== Passage to read

Date of Award


Document Type


Degree Name

Master of Science (MS)

Legacy Department

Civil Engineering


Rangaraju, Dr. Prasad

Committee Member

Putman , Dr. Bradley

Committee Member

Klotz , Dr. Leidy


Alkali Silica Reaction (ASR) is a chemical reaction between reactive siliceous aggregates and the alkali hydroxides present in the pore solution of hydrated cement paste in concrete. The chemical reaction produces ASR gel that is hygroscopic in nature and is volumetrically unstable in the presence of moisture. Expansion resulting from the swelling of the gel creates tensile stresses in the concrete leading to cracking and distress.
While ASR distress has been known to occur in concrete for over last 70 years, there has been an increase in the frequency of this distress in recent years. This is primarily due to a combination of four factors. Firstly, marginal aggregates are increasingly being used in concrete due to shortage of good quality aggregate, particularly in urban locations where development of new source of aggregates is restricted. Secondly, the alkali content of cement has gradually increased over last two decades due to increased environmental regulations on the emissions from cement industries. Thirdly, the existing test methods employed to evaluate the reactivity of aggregates are not entirely effective with different rock types. Lastly, the development and use of new types of alkaline chemical deicing agents on concrete has created a hitherto unanticipated situation.
Among the first defenses to combat ASR is an effective test method to screen reactive aggregates. Screening of aggregates for their reactive nature has been conducted by several laboratory test methods available in the concrete industry, but none of them have proven to be very reliable to assess the reactive nature of all the aggregate types accurately. Among the several tests available, the Accelerated Mortar Bar Test (AMBT) method is widely used, followed by Concrete Prism Test (CPT).
The AMBT method suffers from high variability in test results and has the potential to mischaracterize a good performing aggregate as reactive. Also, recently a variant of this test method (EB-70 protocol) to evaluate impact of deicing chemicals on aggregate reactivity was introduced through Federal Aviation Administration (FAA). However, poor correlation between the results of deicer-based AMBT and the standard AMBT has required additional investigation to develop better test procedures. The CPT method is more reliable than AMBT method, however it take a long time to complete and is considered to impractical from field perspective.
This thesis describes research conducted to improve existing test methods to better characterize the aggregate reactivity. The three principal objectives of this study are:
(1) Determine the impact of re-sizing coarse aggregates to meet the gradation requirements of ASTM C 1260 test method in assessing the reactivity of the aggregates.
(2) Develop a better test method to evaluate the reactivity of aggregate in presence of potassium acetate deicing chemical
(3) Decrease the length of ASTM C 1293 test method in assessing the reactivity of the aggregates.

====
== Recorded information

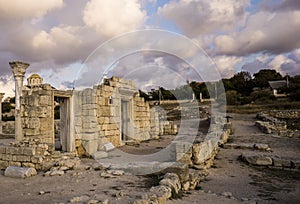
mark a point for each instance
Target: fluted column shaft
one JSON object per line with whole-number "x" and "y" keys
{"x": 18, "y": 69}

====

Exercise tasks:
(a) Answer from the thesis abstract on alkali silica reaction:
(i) What does the chemical reaction between reactive siliceous aggregates and alkali hydroxides produce?
(ii) Which test method is described as widely used for screening aggregates?
(iii) Through which agency was the EB-70 protocol introduced?
(b) Put this sentence from the thesis abstract on alkali silica reaction into Spanish: "Among the first defenses to combat ASR is an effective test method to screen reactive aggregates."
The material has no connection to the thesis abstract on alkali silica reaction.

Answers given:
(a)
(i) ASR gel
(ii) The Accelerated Mortar Bar Test (AMBT) method
(iii) The Federal Aviation Administration (FAA)

(b) Entre las primeras defensas para combatir la RAS figura un método de ensayo eficaz para detectar los agregados reactivos.